Passage given -
==*==

Hi Tyler,

I tried what you said and false positives look much more reasonable there.  
Thanks for looking into this.


----- Original Message -----
From: "Tyler Hobbs" <ty...@datastax.com>
To: user@cassandra.apache.org
Sent: Friday, December 19, 2014 1:25:29 PM
Subject: Re: High Bloom Filter FP Ratio

I took a look at the code where the bloom filter true/false positive
counters are updated and notice that the true-positive count isn't being
updated on key cache hits:
https://issues.apache.org/jira/browse/CASSANDRA-8525.  That may explain
your ratios.

Can you try querying for a few non-existent partition keys in cqlsh with
tracing enabled (just run "TRACING ON") and see if you really do get that
high of a false-positive ratio?

On Fri, Dec 19, 2014 at 9:59 AM, Mark Greene <green...@gmail.com> wrote:
> We're seeing similar behavior except our FP ratio is closer to 1.0 (100%).
> We're using Cassandra 2.1.2.
> Schema
> -----------------------------------------------------------------------
> CREATE TABLE contacts.contact (
>     id bigint,
>     property_id int,
>     created_at bigint,
>     updated_at bigint,
>     value blob,
>     PRIMARY KEY (id, property_id)

==*==

Material -

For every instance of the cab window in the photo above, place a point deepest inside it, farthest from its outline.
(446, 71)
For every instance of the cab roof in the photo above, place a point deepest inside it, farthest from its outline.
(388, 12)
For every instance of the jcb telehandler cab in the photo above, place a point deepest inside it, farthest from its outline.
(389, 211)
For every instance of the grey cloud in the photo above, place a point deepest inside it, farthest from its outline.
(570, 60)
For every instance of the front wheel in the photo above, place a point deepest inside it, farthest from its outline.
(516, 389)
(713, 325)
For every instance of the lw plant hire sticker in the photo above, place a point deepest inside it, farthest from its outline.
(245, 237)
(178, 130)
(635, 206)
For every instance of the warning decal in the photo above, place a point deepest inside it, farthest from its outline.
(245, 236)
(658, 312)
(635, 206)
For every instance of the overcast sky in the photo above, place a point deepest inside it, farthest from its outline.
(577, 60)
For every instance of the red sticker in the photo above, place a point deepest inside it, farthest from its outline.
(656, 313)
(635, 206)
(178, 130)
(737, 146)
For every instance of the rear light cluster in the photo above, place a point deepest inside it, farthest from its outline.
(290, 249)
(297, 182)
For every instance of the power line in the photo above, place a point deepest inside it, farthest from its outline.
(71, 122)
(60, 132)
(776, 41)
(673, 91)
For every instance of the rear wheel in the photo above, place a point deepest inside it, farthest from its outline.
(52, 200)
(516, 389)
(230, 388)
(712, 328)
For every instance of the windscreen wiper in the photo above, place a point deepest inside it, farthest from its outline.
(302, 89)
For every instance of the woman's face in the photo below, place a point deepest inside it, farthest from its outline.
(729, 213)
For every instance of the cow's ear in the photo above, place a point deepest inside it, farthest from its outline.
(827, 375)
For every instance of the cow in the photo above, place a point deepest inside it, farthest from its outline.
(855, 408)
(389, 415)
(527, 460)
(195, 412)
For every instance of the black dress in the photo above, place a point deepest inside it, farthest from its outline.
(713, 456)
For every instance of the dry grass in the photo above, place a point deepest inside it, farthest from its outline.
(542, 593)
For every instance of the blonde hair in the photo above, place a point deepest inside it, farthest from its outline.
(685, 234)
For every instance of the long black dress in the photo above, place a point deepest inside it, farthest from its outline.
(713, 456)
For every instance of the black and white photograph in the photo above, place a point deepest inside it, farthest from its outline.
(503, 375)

==*==

Things to do -
1. According to the bloom filter thread, which counter is not updated on key cache hits?
2. Pick up the Cassandra bloom filter thread right after its final line and keep writing.

Answers per task -
1. The true-positive count is not updated on key cache hits.

2.
> *    AND bloom_filter_fp_chance = 0.001*
>     AND caching = '{"keys":"ALL", "rows_per_partition":"NONE"}'
>     AND comment = ''
>     AND compaction = {'min_threshold': '4', 'class':
> 'org.apache.cassandra.db.compaction.LeveledCompactionStrategy',
> 'max_threshold': '32'}
>     AND compression = {'sstable_compression':
> 'org.apache.cassandra.io.compress.LZ4Compressor'}
>     AND dclocal_read_repair_chance = 0.1
>     AND default_time_to_live = 0
>     AND gc_grace_seconds = 864000
>     AND max_index_interval = 2048
>     AND memtable_flush_period_in_ms = 0
>     AND min_index_interval = 128
>     AND read_repair_chance = 0.0
>     AND speculative_retry = '99.0PERCENTILE';
> CF Stats Output:
> -------------------------------------------------------------------------
> Keyspace: contacts
>     Read Count: 2458375
>     Read Latency: 0.8528440766766665 ms.
>     Write Count: 10357
>     Write Latency: 0.1816912233272183 ms.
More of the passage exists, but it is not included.